Tether, he concluded, “is living proof that the traditional financial system is so broken that it’s becoming feared by the emperors with no clothes.”

Possibly attempting to be helpful or maybe just trying to flame, well-known angel investor Jason Calacanis took to X over the weekend to offer his advice.

“Tether has a lot left to clean up, but they’re getting close,” said Calacanis. He urged Tether to 1) sell all of its bitcoin, 2) own only U.S. treasuries, and 3) get not just one, but two audits done by American firms.

The Calacanis post drew a fast and fiery response from bitcoiners, with the general reaction being the absurdity of a stablecoin/bitcoin company swapping its relatively small holdings of BTC for government paper. Several drew attention to Calacanis’ panicky request for a bailout of all bank deposits as Silicon Valley Bank was failing in March 2023, in part thanks to a plunge in value of U.S. Treasuries it was holding.

Fair enough. But even if Tether holds onto its bitcoin, what about a traditional audit? On that subject, Calacanis was later joined by popular financial blogger Quoth the Raven, a longtime gold bug who began coming around to bitcoin in 2024.

“I’ve been in this game long enough to know that when a company refuses to furnish a full, independent audit, it’s never because things are pristine and they just forgot to schedule one,” wrote QTR. “I’ve found only ever one reason an outfit digs in its heels and won’t submit to an audit when everyone requests one. And it’s not a good reason.”

“Markets have a long, bloody track record of chewing up the naïve,” he continued. “[An audit is] the bare f—ing minimum anyone should demand from an entity issuing tens of billions in synthetic dollars that underpin entire markets.”

Rows of box annotation data
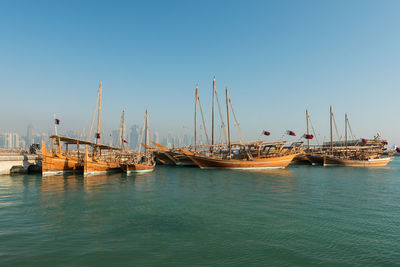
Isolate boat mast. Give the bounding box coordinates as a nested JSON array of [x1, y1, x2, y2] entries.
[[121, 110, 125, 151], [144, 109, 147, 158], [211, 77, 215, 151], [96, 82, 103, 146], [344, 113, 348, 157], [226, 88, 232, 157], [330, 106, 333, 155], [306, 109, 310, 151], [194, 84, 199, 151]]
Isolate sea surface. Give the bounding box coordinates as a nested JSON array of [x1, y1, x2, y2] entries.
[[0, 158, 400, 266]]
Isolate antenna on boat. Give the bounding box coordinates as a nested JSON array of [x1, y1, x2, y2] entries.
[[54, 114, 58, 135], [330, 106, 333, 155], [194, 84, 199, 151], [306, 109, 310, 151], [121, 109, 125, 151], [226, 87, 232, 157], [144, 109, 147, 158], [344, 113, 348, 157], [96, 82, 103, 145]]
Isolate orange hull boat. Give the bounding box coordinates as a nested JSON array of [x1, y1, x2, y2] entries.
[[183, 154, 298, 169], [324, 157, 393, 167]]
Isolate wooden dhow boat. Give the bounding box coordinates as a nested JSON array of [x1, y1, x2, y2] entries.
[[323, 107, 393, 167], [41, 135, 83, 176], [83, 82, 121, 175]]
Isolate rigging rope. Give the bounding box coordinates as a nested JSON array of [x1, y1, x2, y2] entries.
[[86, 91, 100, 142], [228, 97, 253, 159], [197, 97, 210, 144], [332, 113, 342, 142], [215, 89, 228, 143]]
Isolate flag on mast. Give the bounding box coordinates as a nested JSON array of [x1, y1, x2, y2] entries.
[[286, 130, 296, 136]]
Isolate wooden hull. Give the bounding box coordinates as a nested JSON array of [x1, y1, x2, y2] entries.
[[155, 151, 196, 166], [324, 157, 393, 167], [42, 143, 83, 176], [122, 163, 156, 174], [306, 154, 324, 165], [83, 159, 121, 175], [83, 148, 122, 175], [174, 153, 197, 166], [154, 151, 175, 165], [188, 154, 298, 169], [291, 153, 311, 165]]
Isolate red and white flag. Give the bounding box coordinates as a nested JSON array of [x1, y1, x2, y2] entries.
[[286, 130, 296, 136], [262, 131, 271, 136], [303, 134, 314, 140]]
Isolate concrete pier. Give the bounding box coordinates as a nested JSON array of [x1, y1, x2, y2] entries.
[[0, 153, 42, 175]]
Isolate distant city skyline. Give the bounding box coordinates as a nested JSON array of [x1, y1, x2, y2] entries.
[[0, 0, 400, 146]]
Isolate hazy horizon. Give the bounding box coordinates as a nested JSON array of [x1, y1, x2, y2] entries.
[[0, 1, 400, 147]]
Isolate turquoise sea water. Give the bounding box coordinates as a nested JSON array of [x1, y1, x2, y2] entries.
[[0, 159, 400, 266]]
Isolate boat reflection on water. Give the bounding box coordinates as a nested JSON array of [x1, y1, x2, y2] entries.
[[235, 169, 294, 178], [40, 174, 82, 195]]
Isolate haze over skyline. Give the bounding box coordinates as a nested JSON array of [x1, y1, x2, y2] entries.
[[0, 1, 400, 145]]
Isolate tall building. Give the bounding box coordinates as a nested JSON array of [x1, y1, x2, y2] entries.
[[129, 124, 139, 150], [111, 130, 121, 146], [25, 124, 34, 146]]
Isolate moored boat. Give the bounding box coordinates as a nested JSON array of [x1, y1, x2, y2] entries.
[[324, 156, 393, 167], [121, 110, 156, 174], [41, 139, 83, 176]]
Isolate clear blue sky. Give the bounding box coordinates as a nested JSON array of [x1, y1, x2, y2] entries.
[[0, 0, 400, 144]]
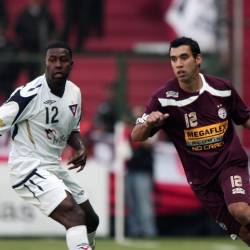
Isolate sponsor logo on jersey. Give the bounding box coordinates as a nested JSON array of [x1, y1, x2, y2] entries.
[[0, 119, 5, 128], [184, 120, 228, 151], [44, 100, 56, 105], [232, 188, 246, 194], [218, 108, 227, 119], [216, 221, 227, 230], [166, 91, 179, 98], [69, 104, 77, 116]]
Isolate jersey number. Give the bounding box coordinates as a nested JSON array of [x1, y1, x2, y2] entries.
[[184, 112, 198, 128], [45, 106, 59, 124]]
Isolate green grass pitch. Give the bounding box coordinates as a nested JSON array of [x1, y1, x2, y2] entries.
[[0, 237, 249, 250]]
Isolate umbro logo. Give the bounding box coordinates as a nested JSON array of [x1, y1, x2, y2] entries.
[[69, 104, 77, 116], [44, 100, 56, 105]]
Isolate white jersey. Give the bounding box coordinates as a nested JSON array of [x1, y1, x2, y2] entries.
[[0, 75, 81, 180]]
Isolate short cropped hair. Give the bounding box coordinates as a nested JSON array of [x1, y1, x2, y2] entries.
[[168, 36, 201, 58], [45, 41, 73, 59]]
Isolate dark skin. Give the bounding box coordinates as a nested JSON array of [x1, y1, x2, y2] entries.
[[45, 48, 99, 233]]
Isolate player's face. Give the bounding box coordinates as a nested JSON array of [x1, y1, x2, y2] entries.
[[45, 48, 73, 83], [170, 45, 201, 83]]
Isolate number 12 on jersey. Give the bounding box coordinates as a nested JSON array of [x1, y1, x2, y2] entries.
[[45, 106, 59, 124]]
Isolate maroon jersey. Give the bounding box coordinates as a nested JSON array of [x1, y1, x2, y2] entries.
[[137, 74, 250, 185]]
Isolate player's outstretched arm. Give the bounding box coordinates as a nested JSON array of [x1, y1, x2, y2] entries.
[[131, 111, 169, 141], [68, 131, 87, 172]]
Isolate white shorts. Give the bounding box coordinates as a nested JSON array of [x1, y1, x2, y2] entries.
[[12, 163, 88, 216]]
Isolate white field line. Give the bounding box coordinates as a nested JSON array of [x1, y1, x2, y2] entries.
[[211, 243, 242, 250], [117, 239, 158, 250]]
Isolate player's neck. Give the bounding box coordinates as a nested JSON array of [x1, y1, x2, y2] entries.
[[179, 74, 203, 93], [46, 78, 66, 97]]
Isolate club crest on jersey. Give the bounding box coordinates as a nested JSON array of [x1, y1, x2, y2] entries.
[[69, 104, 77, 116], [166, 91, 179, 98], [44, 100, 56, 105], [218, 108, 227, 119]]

→ **Stated problem 1**:
From the Tether passage, extract everything from "The Calacanis post" down to "it was holding.".
→ **Stated problem 2**:
Answer these questions using the Tether passage:
(a) What three steps did Calacanis urge Tether to take?
(b) In what month and year was Silicon Valley Bank failing?
(c) In what year did Quoth the Raven begin coming around to bitcoin?

→ **Solution 1**:
The Calacanis post drew a fast and fiery response from bitcoiners, with the general reaction being the absurdity of a stablecoin/bitcoin company swapping its relatively small holdings of BTC for government paper. Several drew attention to Calacanis’ panicky request for a bailout of all bank deposits as Silicon Valley Bank was failing in March 2023, in part thanks to a plunge in value of U.S. Treasuries it was holding.

→ **Solution 2**:
(a) Sell all of its bitcoin, own only U.S. treasuries, and get two audits done by American firms.
(b) March 2023.
(c) 2024.